**Supplied entries:**

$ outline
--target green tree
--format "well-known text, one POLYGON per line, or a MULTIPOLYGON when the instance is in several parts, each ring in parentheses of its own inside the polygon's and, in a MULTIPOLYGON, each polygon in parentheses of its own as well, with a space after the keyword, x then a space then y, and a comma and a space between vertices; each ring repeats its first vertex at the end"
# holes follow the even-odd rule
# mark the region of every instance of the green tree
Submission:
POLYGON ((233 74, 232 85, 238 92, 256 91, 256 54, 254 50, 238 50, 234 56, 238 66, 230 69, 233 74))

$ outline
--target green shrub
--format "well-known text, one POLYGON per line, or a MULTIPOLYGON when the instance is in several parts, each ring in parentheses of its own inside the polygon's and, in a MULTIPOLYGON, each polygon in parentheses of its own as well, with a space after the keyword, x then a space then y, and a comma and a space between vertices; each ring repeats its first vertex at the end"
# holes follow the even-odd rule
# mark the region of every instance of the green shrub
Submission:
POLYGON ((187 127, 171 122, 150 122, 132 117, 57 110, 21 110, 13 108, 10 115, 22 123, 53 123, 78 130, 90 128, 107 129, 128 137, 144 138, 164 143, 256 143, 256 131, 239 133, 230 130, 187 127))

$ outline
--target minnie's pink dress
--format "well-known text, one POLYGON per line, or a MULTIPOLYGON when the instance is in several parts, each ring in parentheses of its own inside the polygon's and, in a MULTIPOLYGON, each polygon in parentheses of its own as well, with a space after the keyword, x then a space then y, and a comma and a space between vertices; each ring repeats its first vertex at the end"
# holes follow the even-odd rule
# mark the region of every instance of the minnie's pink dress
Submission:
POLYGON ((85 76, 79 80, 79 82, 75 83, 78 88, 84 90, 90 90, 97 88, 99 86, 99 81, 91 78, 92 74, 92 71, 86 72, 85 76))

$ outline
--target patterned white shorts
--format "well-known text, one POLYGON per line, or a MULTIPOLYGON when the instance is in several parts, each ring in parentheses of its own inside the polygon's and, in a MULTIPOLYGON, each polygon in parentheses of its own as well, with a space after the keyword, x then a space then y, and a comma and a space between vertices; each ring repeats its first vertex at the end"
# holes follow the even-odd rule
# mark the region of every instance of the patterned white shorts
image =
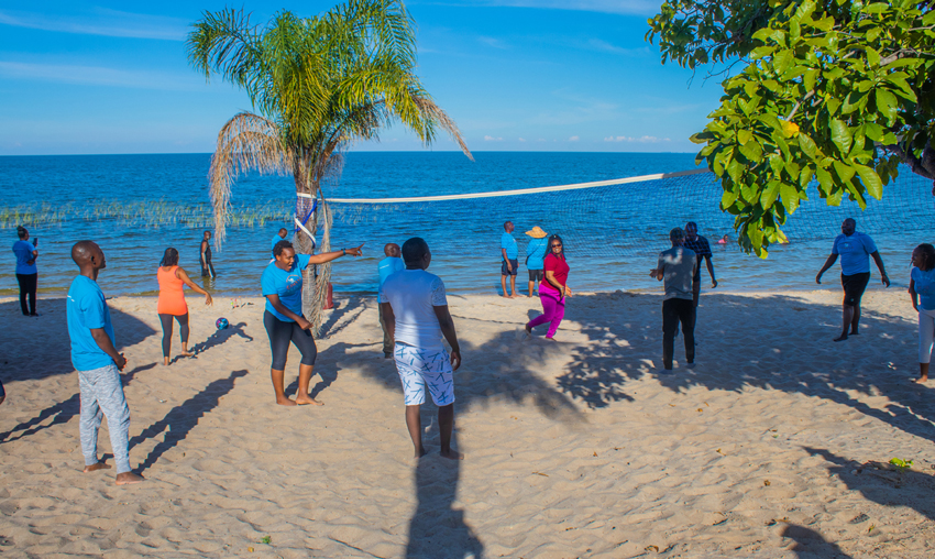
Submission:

**Directions for this task:** Could you lay out the data from its first line through the line that contains "POLYGON ((187 127, 171" as a Markdown table with the columns Row and Text, numbering the lines in Row, putting each line in Text, and leaving out blank lines?

**Exercise solution:**
| Row | Text |
|---|---|
| 1 | $ outline |
| 2 | --target green tree |
| 3 | --format "well-known text, one POLYGON per line, or a MULTIPOLYGON when the instance is in several parts, each ring in parentheses of its own inside the polygon's and, in a MULTIPOLYGON, each polygon in parentheses of its own as well, with a space after the keyword, x then a space then y, and a comma and a space between vertices; each ring repeats its first vertex at the end" |
| 4 | # holes follow the even-odd rule |
| 5 | # mark the region of every instance of the green tree |
| 6 | Submission: |
| 7 | POLYGON ((233 74, 232 85, 238 92, 256 91, 256 54, 254 50, 238 50, 234 56, 238 66, 230 69, 233 74)) |
| 8 | $ outline |
| 9 | --target green shrub |
| 10 | --format "well-known text, one POLYGON per line, or a MULTIPOLYGON when the instance is in several parts, each ring in parentheses of its own inside the polygon's and, in a MULTIPOLYGON, each polygon in parentheses of its own as well, with a space after the keyword, x then a space then y, and a comma and a space between vertices; each ring repeats its first vertex at the end" |
| 11 | # holes follow the even-odd rule |
| 12 | # mark the region of every instance of the green shrub |
| 13 | Submission: |
| 14 | POLYGON ((187 127, 171 122, 150 122, 132 117, 57 110, 21 110, 13 108, 10 115, 22 123, 53 123, 78 130, 90 128, 107 129, 128 137, 144 138, 164 143, 256 143, 256 131, 239 133, 230 130, 187 127)) |